**Фрагмент документа:**
Мы много думали над проблемой переброски троса на другой берег. Поступило предложение зацепить его за плот с выносным килем и пустить вниз по крутой излучине реки, полагая, что течение прибьет трос к противоположному берегу. Мы пытались проделать это, но течение оказалось сильнее и плот, хотя и всего на несколько футов, не достиг цели.
В конце концов все надежды были возложены на моторную лодку Питера, которую он держал на морском берегу в Малинди. Мы узнали, что один из самолетов, направляясь в Малинди, пролетит над районом нашего лагеря. Договорились, что Питер сможет на нем улететь, чтобы забрать свою лодку и доставить ее к берегу, напротив лагеря.
Теперь мы не спускали глаз с реки. Временами она казалась относительно спокойной, но вдруг, видимо из-за движения песка на дне, над рекой вставали громадные волны, каким-то чудом держались несколько минут и снова исчезали так же быстро, как и появлялись. Я страшилась мысли о том, что произойдет с Питером в его хрупкой лодчонке, если на него обрушится такая чудовищная волна. Я надеялась лишь на сорок пять лошадиных сил мотора.
Наконец на южном берегу появился грузовик и с него сгрузили долгожданную лодку. С Питером прибыл и Чарльз Мур, помощник смотрителя Западного Цаво. Вскоре у них разгорелась оживленная беседа. Судя по жестам и взглядам, которые они бросали на реку, было видно, что волны вызывают беспокойство и у них. Тем временем лодку спустили в заводь у берега и несколько рабочих удерживали ее на месте.
Вскоре Питер надел спасательный жилет, и мы поняли, что он хочет переправиться первым. Питер уселся в лодку; сквозь шум реки послышался рокот мотора. Когда лодка вышла на стремнину, я с облегчением заметила, что она успешно борется с потоком. Питер осторожно направил ее носом против течения и стал медленно приближаться к нашему берегу. Здесь десятки рук приняли лодку и помогли Питеру. Его встретили радостные крики рабочих, которым смелый поступок Питера придал новые силы.
Убедившись, что лодка способна справиться с рекой, Питер решил вернуться обратно и доставить нам лекарства и почту. Саймон отправился с ним. Они уже проделали половину пути, как вдруг мотор заглох и лодку, потерявшую управление, понесло вниз по течению. Саймон делал отчаянные попытки запустить двигатель, и мы пережили тревожные минуты, пока не услышали шум мотора и не убедились, что лодка выровнялась.

**Постановка задачи A:** Перепишите без изменений часть отрывка о переправе через реку: начните с места, где стоят слова «Вскоре Питер надел», и остановитесь после слов «что лодка выровнялась.».
**Постановка задачи B:** Сколько строк ниже содержат слово «cheese»? Назовите только число.

**Исходные строки:**
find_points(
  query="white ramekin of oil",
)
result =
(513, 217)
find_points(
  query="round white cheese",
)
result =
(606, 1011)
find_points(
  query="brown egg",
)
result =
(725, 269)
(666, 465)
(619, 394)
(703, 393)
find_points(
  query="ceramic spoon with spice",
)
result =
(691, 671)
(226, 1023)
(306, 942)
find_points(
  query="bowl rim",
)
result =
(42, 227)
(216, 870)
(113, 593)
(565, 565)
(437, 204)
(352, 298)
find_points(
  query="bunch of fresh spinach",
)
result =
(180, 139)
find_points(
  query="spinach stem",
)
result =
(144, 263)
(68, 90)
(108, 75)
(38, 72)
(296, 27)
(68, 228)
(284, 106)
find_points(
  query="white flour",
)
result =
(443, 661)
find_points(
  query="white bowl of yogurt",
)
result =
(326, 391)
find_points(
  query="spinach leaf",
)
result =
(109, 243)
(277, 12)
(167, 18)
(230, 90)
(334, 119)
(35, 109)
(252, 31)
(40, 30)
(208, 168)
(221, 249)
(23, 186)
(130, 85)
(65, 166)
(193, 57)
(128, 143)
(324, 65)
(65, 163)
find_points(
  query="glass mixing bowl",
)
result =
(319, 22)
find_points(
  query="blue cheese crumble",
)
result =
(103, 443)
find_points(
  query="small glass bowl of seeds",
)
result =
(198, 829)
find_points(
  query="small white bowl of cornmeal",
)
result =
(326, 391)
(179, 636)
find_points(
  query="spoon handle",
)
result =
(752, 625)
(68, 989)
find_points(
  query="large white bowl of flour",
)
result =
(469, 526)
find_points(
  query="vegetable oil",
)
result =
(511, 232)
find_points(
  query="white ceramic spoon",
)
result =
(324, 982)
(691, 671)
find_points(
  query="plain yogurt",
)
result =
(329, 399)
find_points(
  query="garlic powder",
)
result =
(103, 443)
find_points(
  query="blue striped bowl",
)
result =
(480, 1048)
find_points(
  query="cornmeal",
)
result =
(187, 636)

**Верный результат A:**
Вскоре Питер надел спасательный жилет, и мы поняли, что он хочет переправиться первым. Питер уселся в лодку; сквозь шум реки послышался рокот мотора. Когда лодка вышла на стремнину, я с облегчением заметила, что она успешно борется с потоком. Питер осторожно направил ее носом против течения и стал медленно приближаться к нашему берегу. Здесь десятки рук приняли лодку и помогли Питеру. Его встретили радостные крики рабочих, которым смелый поступок Питера придал новые силы.
Убедившись, что лодка способна справиться с рекой, Питер решил вернуться обратно и доставить нам лекарства и почту. Саймон отправился с ним. Они уже проделали половину пути, как вдруг мотор заглох и лодку, потерявшую управление, понесло вниз по течению. Саймон делал отчаянные попытки запустить двигатель, и мы пережили тревожные минуты, пока не услышали шум мотора и не убедились, что лодка выровнялась.

**Верный результат B:** 2